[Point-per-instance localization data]
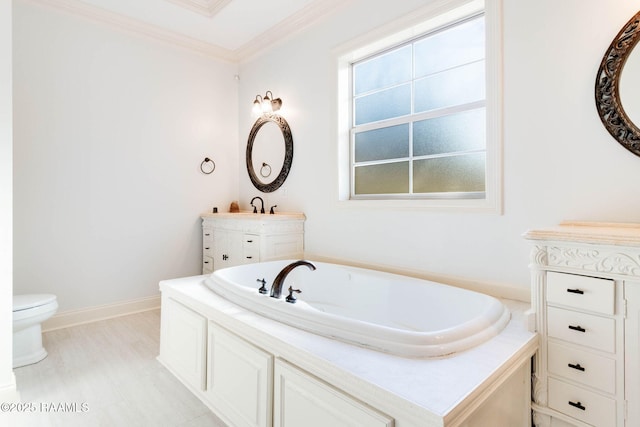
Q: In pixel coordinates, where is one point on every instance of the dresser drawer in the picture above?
(207, 265)
(581, 292)
(251, 248)
(584, 405)
(581, 328)
(582, 366)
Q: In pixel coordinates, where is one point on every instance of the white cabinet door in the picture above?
(183, 347)
(632, 352)
(239, 380)
(302, 400)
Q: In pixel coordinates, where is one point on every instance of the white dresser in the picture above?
(230, 239)
(586, 298)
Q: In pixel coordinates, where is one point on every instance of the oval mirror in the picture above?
(613, 114)
(269, 152)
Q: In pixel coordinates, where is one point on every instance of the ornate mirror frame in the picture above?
(288, 152)
(610, 109)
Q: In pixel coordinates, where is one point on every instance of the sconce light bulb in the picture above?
(276, 104)
(257, 107)
(266, 106)
(266, 102)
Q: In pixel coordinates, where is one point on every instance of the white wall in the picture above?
(7, 382)
(110, 129)
(559, 161)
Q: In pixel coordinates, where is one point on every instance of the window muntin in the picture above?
(419, 117)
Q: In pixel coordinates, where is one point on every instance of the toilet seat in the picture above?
(29, 311)
(31, 305)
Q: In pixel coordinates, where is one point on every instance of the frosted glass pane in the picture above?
(457, 86)
(450, 174)
(383, 71)
(459, 45)
(457, 132)
(381, 144)
(383, 105)
(390, 178)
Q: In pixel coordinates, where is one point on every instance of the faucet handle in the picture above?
(291, 298)
(262, 289)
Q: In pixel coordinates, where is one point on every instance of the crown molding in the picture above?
(291, 25)
(204, 7)
(103, 16)
(304, 18)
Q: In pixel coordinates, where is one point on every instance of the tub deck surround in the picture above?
(417, 392)
(387, 312)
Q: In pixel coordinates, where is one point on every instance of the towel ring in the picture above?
(265, 170)
(207, 166)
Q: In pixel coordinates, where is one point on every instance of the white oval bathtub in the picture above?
(386, 312)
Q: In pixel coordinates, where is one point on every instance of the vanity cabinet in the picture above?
(230, 239)
(586, 298)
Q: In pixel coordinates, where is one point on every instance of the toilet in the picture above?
(29, 311)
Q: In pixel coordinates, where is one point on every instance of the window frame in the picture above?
(401, 31)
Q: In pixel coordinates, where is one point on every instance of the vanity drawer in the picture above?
(584, 405)
(582, 292)
(582, 366)
(581, 328)
(251, 248)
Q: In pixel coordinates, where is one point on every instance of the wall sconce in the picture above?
(267, 104)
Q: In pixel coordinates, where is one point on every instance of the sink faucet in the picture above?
(261, 204)
(278, 282)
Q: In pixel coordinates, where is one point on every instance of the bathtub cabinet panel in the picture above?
(247, 238)
(302, 400)
(183, 342)
(239, 379)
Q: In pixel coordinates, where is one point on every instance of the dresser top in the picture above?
(607, 233)
(246, 215)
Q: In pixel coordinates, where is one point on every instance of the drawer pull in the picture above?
(577, 405)
(577, 367)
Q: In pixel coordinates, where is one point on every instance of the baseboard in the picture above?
(9, 392)
(70, 318)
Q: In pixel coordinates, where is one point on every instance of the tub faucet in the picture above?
(278, 282)
(255, 210)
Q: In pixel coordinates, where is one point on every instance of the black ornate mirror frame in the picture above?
(288, 152)
(610, 108)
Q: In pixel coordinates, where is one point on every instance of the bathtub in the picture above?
(386, 312)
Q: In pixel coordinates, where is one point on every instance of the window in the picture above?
(421, 118)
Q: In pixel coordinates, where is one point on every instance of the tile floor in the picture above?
(108, 373)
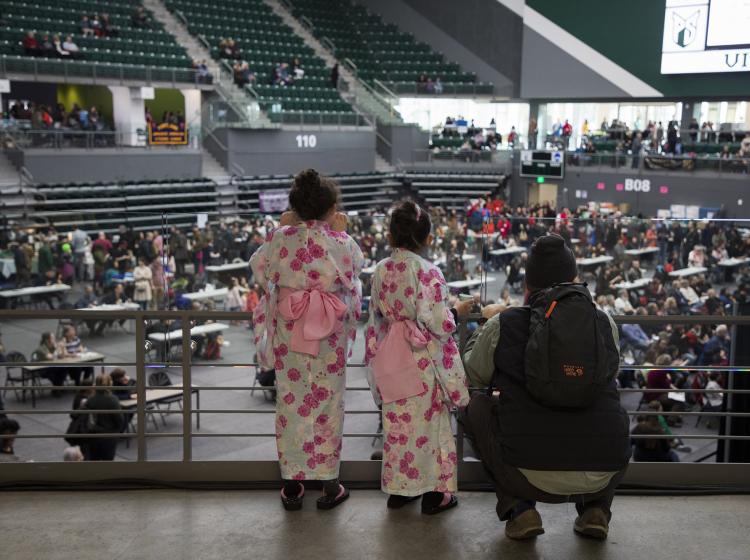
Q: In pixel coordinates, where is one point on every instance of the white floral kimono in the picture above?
(419, 451)
(303, 323)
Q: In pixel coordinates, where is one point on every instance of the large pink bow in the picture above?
(316, 315)
(396, 371)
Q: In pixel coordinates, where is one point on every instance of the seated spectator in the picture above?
(697, 257)
(8, 431)
(108, 28)
(658, 383)
(140, 18)
(202, 74)
(122, 386)
(297, 70)
(60, 52)
(104, 449)
(30, 44)
(656, 450)
(86, 28)
(47, 352)
(535, 451)
(96, 25)
(282, 77)
(70, 47)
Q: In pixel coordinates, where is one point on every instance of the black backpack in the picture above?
(570, 355)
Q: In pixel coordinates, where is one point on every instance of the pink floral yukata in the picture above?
(310, 402)
(419, 451)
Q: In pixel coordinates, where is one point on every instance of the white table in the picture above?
(227, 267)
(641, 252)
(200, 330)
(689, 271)
(471, 283)
(7, 267)
(127, 306)
(640, 283)
(507, 251)
(595, 261)
(34, 290)
(734, 261)
(216, 293)
(466, 257)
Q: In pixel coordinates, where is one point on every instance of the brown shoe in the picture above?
(524, 526)
(592, 523)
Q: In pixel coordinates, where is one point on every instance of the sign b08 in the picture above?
(638, 185)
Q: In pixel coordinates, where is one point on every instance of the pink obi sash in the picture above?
(394, 366)
(316, 315)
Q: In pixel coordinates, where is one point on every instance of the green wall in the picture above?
(87, 96)
(629, 32)
(165, 100)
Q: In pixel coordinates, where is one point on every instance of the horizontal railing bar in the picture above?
(96, 436)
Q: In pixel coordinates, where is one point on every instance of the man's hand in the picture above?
(489, 311)
(339, 222)
(289, 218)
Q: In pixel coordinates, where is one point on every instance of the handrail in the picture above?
(307, 23)
(329, 44)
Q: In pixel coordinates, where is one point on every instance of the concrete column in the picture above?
(193, 115)
(129, 114)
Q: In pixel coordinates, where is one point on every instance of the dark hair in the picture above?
(312, 195)
(410, 226)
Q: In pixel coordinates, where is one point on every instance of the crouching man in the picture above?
(549, 427)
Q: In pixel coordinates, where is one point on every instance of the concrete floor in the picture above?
(180, 524)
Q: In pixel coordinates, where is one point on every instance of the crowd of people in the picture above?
(45, 117)
(154, 268)
(51, 47)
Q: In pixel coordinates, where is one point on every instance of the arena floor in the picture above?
(178, 524)
(118, 345)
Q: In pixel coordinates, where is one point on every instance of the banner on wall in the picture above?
(167, 134)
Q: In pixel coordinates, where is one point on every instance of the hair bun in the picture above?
(309, 178)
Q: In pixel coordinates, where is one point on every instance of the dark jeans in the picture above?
(511, 486)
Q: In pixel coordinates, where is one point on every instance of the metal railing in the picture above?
(362, 472)
(658, 162)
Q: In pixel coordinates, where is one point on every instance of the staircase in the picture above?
(250, 116)
(361, 95)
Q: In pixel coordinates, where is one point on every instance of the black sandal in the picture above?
(328, 501)
(293, 503)
(451, 502)
(397, 502)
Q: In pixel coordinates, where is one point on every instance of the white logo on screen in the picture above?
(684, 29)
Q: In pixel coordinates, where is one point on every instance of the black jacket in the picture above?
(533, 436)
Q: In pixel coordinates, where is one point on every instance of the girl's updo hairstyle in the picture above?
(410, 226)
(312, 196)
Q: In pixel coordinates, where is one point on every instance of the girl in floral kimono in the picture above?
(415, 367)
(309, 269)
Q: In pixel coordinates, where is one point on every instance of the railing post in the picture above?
(140, 385)
(730, 381)
(187, 391)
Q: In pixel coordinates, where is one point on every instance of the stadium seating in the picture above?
(103, 207)
(381, 51)
(134, 53)
(451, 190)
(264, 42)
(359, 191)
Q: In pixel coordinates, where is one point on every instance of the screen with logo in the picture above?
(704, 36)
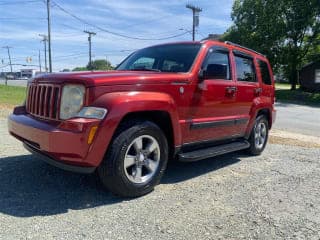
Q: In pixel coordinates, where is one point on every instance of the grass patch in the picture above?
(297, 96)
(10, 95)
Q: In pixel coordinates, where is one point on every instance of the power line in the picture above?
(195, 21)
(18, 2)
(45, 40)
(49, 35)
(89, 39)
(111, 32)
(8, 49)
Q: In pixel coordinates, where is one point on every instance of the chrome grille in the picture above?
(43, 100)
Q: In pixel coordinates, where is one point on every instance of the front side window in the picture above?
(163, 58)
(245, 69)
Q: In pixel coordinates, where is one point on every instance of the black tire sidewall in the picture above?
(120, 184)
(253, 149)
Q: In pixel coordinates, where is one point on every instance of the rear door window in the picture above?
(265, 73)
(245, 69)
(218, 58)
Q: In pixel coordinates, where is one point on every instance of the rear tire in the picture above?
(258, 136)
(136, 159)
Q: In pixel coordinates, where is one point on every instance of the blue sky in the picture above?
(21, 22)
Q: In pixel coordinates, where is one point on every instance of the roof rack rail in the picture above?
(249, 49)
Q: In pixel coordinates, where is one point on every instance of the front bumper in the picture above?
(61, 144)
(59, 164)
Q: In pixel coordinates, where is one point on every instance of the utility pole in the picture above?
(195, 21)
(8, 49)
(49, 35)
(39, 58)
(89, 40)
(45, 40)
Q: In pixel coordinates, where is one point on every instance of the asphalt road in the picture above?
(298, 119)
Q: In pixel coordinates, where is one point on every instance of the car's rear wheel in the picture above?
(259, 136)
(135, 160)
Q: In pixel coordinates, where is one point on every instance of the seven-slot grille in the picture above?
(43, 100)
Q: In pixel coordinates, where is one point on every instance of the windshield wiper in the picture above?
(146, 69)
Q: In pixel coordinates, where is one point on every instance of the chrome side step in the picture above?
(213, 151)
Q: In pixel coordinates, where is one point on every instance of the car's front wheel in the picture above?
(135, 160)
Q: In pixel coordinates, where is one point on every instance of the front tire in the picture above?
(259, 136)
(135, 161)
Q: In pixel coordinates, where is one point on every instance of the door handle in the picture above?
(231, 90)
(257, 91)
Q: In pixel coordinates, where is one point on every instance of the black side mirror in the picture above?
(214, 71)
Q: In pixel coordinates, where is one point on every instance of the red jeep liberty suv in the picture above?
(188, 100)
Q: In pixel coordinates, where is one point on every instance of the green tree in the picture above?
(100, 64)
(284, 30)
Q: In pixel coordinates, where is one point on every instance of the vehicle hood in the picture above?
(112, 78)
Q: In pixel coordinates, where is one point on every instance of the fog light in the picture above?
(92, 133)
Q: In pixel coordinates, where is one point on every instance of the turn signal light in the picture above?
(92, 133)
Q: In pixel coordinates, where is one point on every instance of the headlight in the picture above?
(92, 112)
(71, 100)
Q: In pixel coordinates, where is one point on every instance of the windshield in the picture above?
(164, 58)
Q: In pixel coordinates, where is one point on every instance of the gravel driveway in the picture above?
(273, 196)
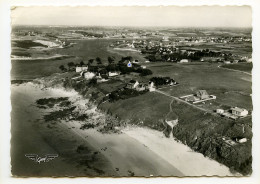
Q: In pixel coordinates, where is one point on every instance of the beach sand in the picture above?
(135, 152)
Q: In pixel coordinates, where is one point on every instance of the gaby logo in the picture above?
(38, 159)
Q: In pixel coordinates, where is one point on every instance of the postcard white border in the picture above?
(5, 107)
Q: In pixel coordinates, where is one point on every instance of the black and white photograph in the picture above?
(150, 96)
(131, 91)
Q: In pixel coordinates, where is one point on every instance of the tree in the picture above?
(62, 68)
(90, 61)
(93, 82)
(82, 63)
(98, 60)
(110, 60)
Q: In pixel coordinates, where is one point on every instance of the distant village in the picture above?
(172, 51)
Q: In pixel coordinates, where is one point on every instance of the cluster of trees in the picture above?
(159, 81)
(124, 94)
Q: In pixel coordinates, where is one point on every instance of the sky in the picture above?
(166, 16)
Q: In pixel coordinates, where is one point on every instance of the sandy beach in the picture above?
(134, 152)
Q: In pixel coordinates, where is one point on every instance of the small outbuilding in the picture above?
(239, 111)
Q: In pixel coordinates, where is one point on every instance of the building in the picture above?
(132, 84)
(220, 111)
(239, 111)
(89, 75)
(129, 64)
(151, 86)
(112, 74)
(81, 68)
(184, 61)
(202, 94)
(140, 87)
(171, 119)
(227, 62)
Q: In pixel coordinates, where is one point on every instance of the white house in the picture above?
(112, 74)
(132, 84)
(227, 62)
(81, 68)
(89, 75)
(184, 61)
(239, 111)
(151, 86)
(129, 64)
(140, 87)
(220, 111)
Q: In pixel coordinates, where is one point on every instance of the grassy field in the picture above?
(231, 88)
(245, 67)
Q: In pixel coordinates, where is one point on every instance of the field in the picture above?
(244, 67)
(82, 51)
(231, 88)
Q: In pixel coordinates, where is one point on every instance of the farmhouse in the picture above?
(171, 119)
(88, 75)
(151, 86)
(140, 87)
(132, 84)
(112, 74)
(239, 111)
(202, 94)
(81, 68)
(184, 61)
(220, 111)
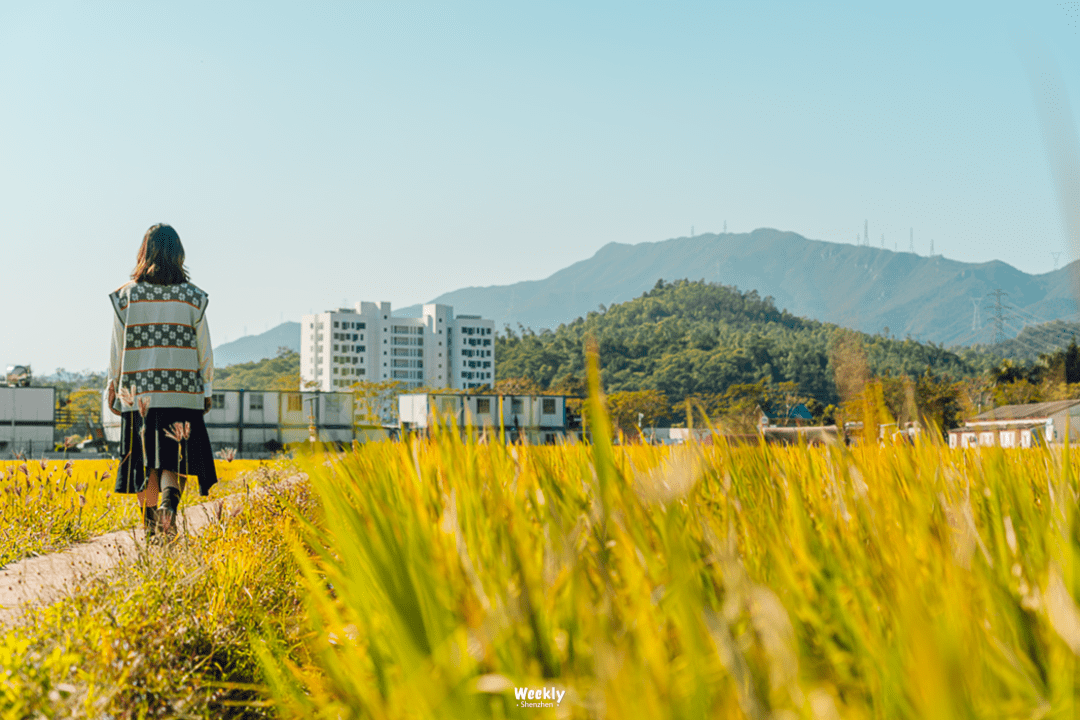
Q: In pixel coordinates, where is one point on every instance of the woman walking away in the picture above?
(161, 371)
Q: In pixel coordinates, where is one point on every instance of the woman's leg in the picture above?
(171, 500)
(148, 498)
(148, 502)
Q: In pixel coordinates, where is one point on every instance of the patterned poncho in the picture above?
(159, 328)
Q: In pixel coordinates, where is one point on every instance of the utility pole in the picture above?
(999, 320)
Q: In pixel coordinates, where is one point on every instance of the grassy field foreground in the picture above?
(885, 582)
(437, 579)
(46, 505)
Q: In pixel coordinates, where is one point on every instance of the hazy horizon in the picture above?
(313, 155)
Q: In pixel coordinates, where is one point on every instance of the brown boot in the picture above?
(150, 524)
(166, 511)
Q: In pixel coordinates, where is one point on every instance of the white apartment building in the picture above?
(339, 348)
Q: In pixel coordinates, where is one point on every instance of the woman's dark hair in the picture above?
(160, 259)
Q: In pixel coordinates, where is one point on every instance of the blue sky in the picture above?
(310, 154)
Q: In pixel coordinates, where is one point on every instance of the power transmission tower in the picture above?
(999, 318)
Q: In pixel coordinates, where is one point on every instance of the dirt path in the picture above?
(48, 578)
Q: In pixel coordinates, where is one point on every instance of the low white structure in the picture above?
(366, 342)
(1020, 425)
(27, 420)
(536, 418)
(260, 422)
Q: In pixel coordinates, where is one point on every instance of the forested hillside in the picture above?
(280, 372)
(698, 338)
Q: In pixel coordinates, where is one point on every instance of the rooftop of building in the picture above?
(1028, 411)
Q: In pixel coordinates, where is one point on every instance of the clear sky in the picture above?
(314, 153)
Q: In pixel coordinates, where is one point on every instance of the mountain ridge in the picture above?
(863, 287)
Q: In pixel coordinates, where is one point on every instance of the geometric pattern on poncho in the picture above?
(159, 336)
(164, 381)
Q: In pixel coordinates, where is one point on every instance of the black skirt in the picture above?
(145, 446)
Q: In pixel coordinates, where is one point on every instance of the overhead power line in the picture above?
(999, 317)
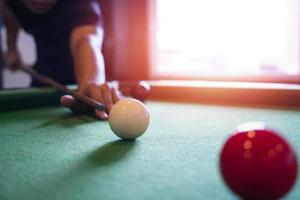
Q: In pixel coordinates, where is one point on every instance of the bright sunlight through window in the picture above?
(227, 37)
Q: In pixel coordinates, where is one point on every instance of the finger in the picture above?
(107, 96)
(67, 101)
(95, 93)
(74, 105)
(116, 95)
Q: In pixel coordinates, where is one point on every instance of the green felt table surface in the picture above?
(48, 153)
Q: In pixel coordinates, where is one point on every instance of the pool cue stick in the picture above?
(48, 81)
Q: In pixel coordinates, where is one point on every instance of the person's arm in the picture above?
(85, 44)
(12, 56)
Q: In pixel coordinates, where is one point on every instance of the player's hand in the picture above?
(103, 93)
(12, 59)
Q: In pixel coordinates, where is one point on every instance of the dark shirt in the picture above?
(51, 32)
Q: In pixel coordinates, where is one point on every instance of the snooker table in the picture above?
(48, 153)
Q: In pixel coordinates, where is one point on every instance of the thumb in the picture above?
(67, 101)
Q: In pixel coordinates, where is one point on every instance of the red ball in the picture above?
(140, 90)
(258, 163)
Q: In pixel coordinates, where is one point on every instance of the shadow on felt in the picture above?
(68, 120)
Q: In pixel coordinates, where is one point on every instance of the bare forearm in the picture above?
(88, 62)
(86, 45)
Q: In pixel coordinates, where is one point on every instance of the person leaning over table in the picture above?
(68, 36)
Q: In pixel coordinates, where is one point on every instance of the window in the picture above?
(219, 38)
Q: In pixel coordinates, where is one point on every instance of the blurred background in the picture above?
(232, 40)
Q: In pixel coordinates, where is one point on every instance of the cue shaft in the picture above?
(48, 81)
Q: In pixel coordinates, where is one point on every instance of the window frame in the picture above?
(153, 73)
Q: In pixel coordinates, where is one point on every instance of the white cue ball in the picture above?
(128, 118)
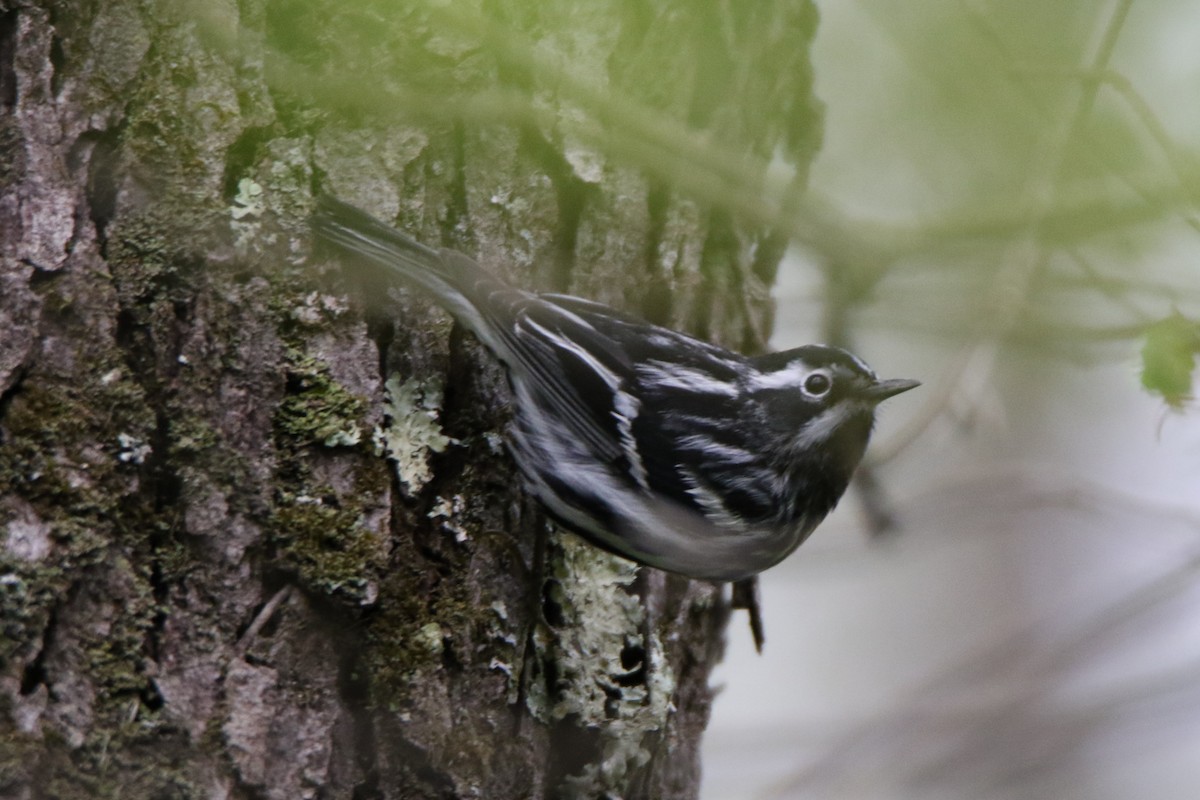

--- Problem description ---
Please set down only the lines from the one containing "person's arm in the picture above?" through the end of the entries, exactly as they stand, both ends included and with no pictures.

--- Expected answer ---
Q: In pixel coordinates, where is one point on every instance of the person's arm in the picture above?
(85, 44)
(12, 56)
Q: In pixel coordinates, where is one point on every instance of the player's hand in the picture above?
(103, 93)
(12, 59)
Q: In pixel coordinates, where is one point on every instance of the dark shirt in the picture above?
(51, 32)
Q: In pixel coordinates, where is one point on every instance of the snooker table in the picture above?
(48, 153)
Q: In pixel coordinates, where is one point on every instance of the thumb in the picture above?
(67, 101)
Q: In pixel coordinates, where is one point on every instance of the red ball in the picture above?
(140, 90)
(258, 163)
Q: In pixel coordinates, where is one point on every instance of the shadow on felt in the picture above?
(68, 120)
Q: In pixel coordinates, where is one point on every instance of the bare forearm in the picture above?
(88, 62)
(86, 45)
Q: In pixel coordinates, where is one point on every instance of the person leaning over table in the picture above?
(68, 36)
Q: In pixel coordinates, where is one point on every instance of the window in the picture above?
(219, 38)
Q: In pixel coordinates, where is one point on every instance of the blurred background in the picture above?
(232, 40)
Q: In pixel coordinates, where is one point on every instance of the cue shaft in the picture above?
(48, 81)
Q: In pixel coordinates, where is one point on every instance of the window frame in the picture above?
(153, 73)
Q: In pixel coordinates, where is one point on every instance of the white cue ball in the picture above?
(128, 118)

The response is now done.